> _Input for this task_
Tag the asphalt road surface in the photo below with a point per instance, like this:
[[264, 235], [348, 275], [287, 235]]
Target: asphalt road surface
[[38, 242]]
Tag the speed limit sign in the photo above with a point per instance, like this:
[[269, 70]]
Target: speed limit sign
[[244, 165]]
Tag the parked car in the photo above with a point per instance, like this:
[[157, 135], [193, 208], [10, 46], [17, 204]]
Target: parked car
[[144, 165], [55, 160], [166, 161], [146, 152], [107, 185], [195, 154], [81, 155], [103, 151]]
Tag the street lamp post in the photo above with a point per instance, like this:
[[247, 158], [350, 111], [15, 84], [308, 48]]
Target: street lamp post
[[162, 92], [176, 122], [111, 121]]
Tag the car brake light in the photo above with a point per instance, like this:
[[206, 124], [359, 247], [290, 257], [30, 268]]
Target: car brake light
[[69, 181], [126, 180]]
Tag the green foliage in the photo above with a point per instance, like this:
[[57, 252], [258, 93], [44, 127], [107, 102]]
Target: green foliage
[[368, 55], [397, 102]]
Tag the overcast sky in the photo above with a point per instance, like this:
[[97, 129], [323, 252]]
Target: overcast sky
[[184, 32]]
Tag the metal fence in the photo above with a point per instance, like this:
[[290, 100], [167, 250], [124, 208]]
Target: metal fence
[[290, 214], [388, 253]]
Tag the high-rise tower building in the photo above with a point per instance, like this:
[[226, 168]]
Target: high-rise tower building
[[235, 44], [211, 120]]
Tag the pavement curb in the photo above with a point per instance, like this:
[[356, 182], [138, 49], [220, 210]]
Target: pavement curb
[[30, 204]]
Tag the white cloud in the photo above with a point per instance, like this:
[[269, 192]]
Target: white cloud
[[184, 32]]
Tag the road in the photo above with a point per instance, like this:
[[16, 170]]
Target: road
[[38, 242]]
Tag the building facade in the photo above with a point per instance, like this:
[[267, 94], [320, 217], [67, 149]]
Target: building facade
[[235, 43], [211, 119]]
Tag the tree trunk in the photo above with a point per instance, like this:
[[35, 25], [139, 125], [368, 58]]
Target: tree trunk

> _Work to complete_
Reproduce all of the data above verbatim, line for line.

> _Problem solution_
Tag the asphalt road surface in the photo below with a point per instance, like this:
[[264, 235], [348, 275], [287, 235]]
Target: asphalt road surface
[[38, 242]]
Tag the speed limit sign in the photo above with a point per instance, like this:
[[269, 70]]
Target: speed limit sign
[[244, 165]]
Tag the parked car in the photo above with a point per instance, like this:
[[157, 135], [193, 208], [10, 46], [17, 204]]
Target: parked car
[[144, 165], [55, 160], [166, 161], [146, 152], [107, 185], [195, 154], [81, 155], [103, 151]]
Tag the street lamp post in the photo above with a point per instance, like this:
[[247, 158], [350, 111], [15, 84], [308, 48]]
Target: street lamp post
[[162, 92], [176, 122], [111, 121]]
Tag the car brake light in the photo above with a point per instance, like this:
[[206, 124], [359, 247], [290, 257], [30, 268]]
Target: car brake light
[[69, 181], [126, 180]]
Tag the green foliage in the photo above with a point per instance, like this:
[[57, 252], [258, 93], [44, 127], [107, 102]]
Target: green foliage
[[368, 55], [397, 102]]
Tag the overcast sky in the photo above with a point per instance, like this:
[[97, 129], [323, 252]]
Target: overcast sky
[[184, 32]]
Tag the metal fence in the photo above with a point per instance, like this:
[[290, 100], [167, 250], [124, 208]]
Target: metal fence
[[290, 214], [388, 253]]
Tag the high-rise tower building in the photo above with a point per instance, like this:
[[226, 168]]
Target: high-rise tower building
[[235, 44], [211, 120]]
Tag the pavement curb in the photo above with a point per instance, like this:
[[356, 182], [138, 49], [220, 210]]
Target: pavement curb
[[30, 204]]
Tag the white cloud in the photo above with a point per instance, like this:
[[269, 192]]
Target: white cloud
[[184, 32]]
Tag the road in the photo above with a point per instance, like this:
[[16, 170]]
Target: road
[[38, 242]]
Tag the building facade in the photo above with a point per instance, like this:
[[267, 94], [320, 217], [67, 149]]
Target: building facade
[[235, 43], [211, 119]]
Tag the tree trunk in the photo above with a point per instance, like this:
[[35, 25], [139, 125], [368, 58]]
Target: tree trunk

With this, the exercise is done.